50歳を目前に頭をよぎった
「人生二毛作」という言葉
――起業までの経緯を教えてください。
芳賀グルーヴナウの創業は2020年12月で、私が48歳の時です。それまでは、エネルギー関連企業でシステムエンジニア(SE)の仕事をしていました。昔からプログラミングに興味があり、「何でも屋」よりも「スペシャリスト」になりたかった。就職口に決めたのは、転勤せずに済む会社だったからです。今から思うと安定志向でしたね。仕事は主にグループ企業の社内システムの構築で、開発設計からメンテナンスまで一貫して数多く手がけてきました。
でも、50歳を目前にして「人生二毛作」という言葉がよぎり、一度きりの人生、やらないで悔いを残したくないと。「システムが故障した」と夜中に呼び出される生活に疲れたのも確かです。良かれと思って提案しても即断即決できない会社組織では挑戦しにくい。3人の息子がみな小学生になり、手がかからなくなったタイミングだったことも起業を考え始めたきっかけです。
伊豫田当時はTAMAがまだなかったので、東京・丸の内のTOKYO創業ステーションの起業塾に参加されたのが始まりでしたね。講師役の僕と初めて出会ってから、もう2年になりますね。
芳賀TOKYO創業ステーションはネットを検索して知りました。でも、それから半年間は悶々(もんもん)とする日々で、実際に起業塾に参加したのは2019年の秋。それでもなんだかんだ忙しく講座の半分も受講できず、大きな組織での「ワークライフバランス」の取りにくさに限界を感じていました。(今は完全に解放されています!!)

「起業塾」参加から始め、
「プランコンサルティング」へ
伊豫田TAMAも同様ですが、TOKYO創業ステーションには「Startup Hub Tokyo(スタートアップ・ハブ・トウキョウ、略称スタハ)」と「Planning Port(プランニング・ポート、同PP)」の2つの機能があります。スタハは主に起業の夢がまだ漠然としている人向け、PPは創業に向けて具体的な事業計画を練り、準備を進めたい人向けで、芳賀さんはPPのエントリーカリキュラムである起業塾に参加されたわけですが、この起業塾の特徴はワーク(実習)の多さです。ワークが多いとその都度、受講生は個別に講師からアドバイスがもらえ、講師も受講生の胸の内を把握できます。
芳賀起業塾は事業計画書の作成ノウハウを集中的に学びますが漠然と「子どもの夢をかなえる仕事がしたい」と考えていた程度の私には、短期間で計画書に落とし込むことができなかった。
伊豫田だからマンツーマンで指導を仰げ、より密度が濃い「プランコンサルティング」へとシフトしたのですね。
芳賀初めは資金面の心配があったので、お金に詳しいプランコンサルタントに何人か相談したのですが、最終的に伊豫田先生にお願いすることにしました。世にない価値やビジネスの創造を得意とされている伊豫田先生にひかれたことや、私が目指すプログラミングやゲーム関連分野への理解もあり、話を前に進めやすかったからです。
伊豫田実は僕も中学時代、パソコンを買ったり、プログラミング雑誌を買ったりしていて、お互い気が合いましたね。まさにご縁です。

(物体位置ラベル付けの項目):
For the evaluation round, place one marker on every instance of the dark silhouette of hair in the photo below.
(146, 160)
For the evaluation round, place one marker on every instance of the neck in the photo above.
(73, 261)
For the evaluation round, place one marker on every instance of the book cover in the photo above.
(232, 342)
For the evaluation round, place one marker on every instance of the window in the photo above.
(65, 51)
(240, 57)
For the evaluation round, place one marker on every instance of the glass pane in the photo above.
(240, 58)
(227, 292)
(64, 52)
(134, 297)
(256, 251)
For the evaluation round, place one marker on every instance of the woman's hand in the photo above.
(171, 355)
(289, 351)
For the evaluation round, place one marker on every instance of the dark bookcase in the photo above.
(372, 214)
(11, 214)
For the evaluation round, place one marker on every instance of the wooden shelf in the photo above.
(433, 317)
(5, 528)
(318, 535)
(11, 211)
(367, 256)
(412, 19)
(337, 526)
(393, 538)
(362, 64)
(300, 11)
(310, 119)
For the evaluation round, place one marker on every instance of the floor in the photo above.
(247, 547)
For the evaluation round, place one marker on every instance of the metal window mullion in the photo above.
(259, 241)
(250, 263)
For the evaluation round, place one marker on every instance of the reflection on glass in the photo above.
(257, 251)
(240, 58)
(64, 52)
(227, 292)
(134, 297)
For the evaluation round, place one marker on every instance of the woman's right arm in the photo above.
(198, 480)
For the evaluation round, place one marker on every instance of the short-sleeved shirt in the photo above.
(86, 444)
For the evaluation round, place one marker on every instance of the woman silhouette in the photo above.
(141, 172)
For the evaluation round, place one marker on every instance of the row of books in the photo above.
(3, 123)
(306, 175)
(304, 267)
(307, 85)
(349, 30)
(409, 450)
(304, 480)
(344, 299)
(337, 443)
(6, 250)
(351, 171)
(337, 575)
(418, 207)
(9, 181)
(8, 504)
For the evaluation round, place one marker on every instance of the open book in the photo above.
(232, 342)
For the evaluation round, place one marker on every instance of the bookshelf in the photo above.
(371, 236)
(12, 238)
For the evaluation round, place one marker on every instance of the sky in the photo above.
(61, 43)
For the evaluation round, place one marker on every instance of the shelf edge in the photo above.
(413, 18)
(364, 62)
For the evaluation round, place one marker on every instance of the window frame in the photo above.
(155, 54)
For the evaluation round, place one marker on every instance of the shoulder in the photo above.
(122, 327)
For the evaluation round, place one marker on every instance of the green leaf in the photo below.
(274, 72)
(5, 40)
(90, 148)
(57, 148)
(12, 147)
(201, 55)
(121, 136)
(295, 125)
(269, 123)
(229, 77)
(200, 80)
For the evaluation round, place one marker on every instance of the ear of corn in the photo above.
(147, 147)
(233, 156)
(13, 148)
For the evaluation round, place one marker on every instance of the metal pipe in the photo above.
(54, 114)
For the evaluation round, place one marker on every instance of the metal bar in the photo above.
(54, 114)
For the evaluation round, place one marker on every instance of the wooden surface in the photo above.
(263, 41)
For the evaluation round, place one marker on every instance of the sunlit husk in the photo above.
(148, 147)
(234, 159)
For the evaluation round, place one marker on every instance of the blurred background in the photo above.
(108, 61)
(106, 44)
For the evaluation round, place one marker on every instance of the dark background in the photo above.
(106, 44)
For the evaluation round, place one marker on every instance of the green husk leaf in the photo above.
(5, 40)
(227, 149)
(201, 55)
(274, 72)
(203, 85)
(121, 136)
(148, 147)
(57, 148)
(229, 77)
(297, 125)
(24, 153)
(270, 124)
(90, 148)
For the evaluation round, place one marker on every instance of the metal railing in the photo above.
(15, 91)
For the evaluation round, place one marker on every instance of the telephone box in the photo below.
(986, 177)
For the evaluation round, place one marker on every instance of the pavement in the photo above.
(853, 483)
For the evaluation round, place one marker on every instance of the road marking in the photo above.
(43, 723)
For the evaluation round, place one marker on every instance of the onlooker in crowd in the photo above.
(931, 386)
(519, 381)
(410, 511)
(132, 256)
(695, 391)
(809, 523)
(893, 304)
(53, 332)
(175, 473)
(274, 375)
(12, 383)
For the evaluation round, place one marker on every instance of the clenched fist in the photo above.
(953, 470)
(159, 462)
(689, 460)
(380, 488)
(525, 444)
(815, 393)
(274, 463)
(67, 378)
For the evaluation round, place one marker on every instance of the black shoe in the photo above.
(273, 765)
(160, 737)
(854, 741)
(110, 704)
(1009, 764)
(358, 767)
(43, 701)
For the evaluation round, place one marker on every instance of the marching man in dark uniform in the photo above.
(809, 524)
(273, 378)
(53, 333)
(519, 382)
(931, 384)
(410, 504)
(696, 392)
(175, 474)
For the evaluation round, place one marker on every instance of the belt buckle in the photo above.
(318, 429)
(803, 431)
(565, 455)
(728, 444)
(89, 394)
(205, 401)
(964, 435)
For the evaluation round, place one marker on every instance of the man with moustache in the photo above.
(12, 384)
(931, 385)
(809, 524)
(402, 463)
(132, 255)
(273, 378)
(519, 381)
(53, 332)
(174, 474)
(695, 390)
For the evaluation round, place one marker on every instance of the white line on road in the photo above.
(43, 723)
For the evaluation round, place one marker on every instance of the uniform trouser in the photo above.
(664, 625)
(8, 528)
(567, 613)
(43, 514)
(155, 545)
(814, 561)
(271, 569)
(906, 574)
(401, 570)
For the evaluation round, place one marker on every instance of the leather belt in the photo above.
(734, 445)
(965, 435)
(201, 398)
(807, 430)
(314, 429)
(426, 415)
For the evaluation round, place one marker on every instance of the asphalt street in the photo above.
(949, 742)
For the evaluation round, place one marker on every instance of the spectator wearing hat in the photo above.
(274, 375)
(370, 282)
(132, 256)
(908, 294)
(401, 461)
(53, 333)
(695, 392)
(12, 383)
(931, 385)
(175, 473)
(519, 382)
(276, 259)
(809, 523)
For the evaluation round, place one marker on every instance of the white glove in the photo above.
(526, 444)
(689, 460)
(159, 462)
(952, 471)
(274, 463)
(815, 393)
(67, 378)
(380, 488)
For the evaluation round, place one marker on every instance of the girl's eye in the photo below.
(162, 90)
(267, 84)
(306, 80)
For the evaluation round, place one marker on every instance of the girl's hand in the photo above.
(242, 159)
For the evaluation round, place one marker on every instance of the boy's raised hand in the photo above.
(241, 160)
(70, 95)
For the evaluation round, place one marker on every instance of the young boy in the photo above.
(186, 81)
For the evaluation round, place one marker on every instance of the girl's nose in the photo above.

(課題の指示):
本文の内容を3文で要約してください。

(課題への回答):
芳賀氏はエネルギー関連企業でシステムエンジニアとして社内システムの構築に携わった後、48歳だった2020年12月に芳賀グルーヴナウを創業した。50歳を目前に「人生二毛作」という言葉がよぎったことに加え、夜中に呼び出される生活への疲れや、3人の息子がみな小学生になったことなどが起業を考え始めるきっかけとなった。2019年の秋にTOKYO創業ステーションの起業塾に参加したものの、短期間では事業計画書に落とし込めず、よりマンツーマンで指導を受けられる「プランコンサルティング」に移って伊豫田氏に指導を依頼した。